▸ **Activity**
Find each line below containing the word "jacket" and copy it.

─── Data provided

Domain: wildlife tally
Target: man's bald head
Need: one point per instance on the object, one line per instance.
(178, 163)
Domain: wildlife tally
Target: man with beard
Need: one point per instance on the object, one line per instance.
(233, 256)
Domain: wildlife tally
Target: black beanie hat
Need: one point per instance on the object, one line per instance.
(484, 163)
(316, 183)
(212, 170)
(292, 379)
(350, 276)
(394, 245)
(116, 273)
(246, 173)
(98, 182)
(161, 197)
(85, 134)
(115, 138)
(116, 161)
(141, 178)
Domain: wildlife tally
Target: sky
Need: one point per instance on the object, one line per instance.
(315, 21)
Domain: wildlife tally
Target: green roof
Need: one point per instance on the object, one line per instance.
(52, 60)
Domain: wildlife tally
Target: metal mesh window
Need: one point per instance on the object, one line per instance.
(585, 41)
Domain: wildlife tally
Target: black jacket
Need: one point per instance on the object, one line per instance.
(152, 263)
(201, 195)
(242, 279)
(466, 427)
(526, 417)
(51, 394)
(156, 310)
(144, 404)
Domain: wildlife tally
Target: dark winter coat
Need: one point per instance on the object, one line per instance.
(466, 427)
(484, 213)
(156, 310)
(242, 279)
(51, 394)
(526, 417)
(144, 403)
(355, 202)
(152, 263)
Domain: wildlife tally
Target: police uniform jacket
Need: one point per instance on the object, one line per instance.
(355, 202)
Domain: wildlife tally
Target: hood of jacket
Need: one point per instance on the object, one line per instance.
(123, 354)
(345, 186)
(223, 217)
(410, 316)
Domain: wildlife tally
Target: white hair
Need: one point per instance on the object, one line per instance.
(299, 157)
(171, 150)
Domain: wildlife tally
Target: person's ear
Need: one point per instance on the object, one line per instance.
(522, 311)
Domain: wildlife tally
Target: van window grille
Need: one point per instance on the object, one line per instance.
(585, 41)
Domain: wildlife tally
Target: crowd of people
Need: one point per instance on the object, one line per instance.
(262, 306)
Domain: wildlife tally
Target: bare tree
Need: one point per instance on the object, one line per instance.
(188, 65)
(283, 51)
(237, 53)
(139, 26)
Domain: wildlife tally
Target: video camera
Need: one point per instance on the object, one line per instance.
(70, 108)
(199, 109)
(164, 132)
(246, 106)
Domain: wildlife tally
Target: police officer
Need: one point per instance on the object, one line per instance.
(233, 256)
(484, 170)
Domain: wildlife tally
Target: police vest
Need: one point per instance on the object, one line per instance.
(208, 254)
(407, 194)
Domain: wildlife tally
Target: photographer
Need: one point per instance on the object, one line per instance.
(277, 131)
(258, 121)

──────

▸ **Answer to the problem**
Target: black jacket
Target: police uniform jacket
Target: hood of jacket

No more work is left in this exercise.